(Saved entries)
_ _ _ _ _ _ _
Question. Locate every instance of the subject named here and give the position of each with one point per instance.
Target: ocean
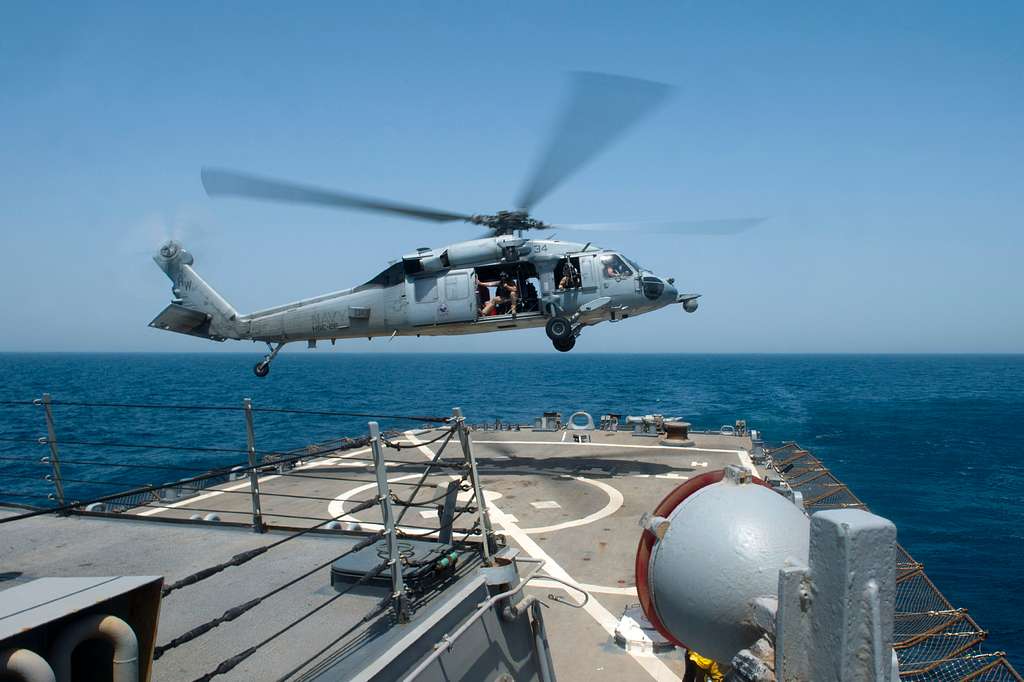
(934, 442)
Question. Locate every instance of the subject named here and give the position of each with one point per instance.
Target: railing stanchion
(51, 440)
(253, 473)
(384, 495)
(481, 503)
_ _ _ _ _ _ _
● INSTRUCTION
Please give the entries above as a two-column CSV with the columns "prompt" and "reply", one row per entry, each in one quoted field with line breaks turned into spaces. Leave the pictures out.

● WRITTEN ANSWER
prompt,reply
"Question. Locate every instance of the subject named here and give the position of each with one point per instance. Target: ocean","(934, 442)"
"Question. Locate every instance of the subject named here and give the position of each with one point per instance. Target: railing stanchion","(51, 440) (253, 473) (384, 495) (481, 503)"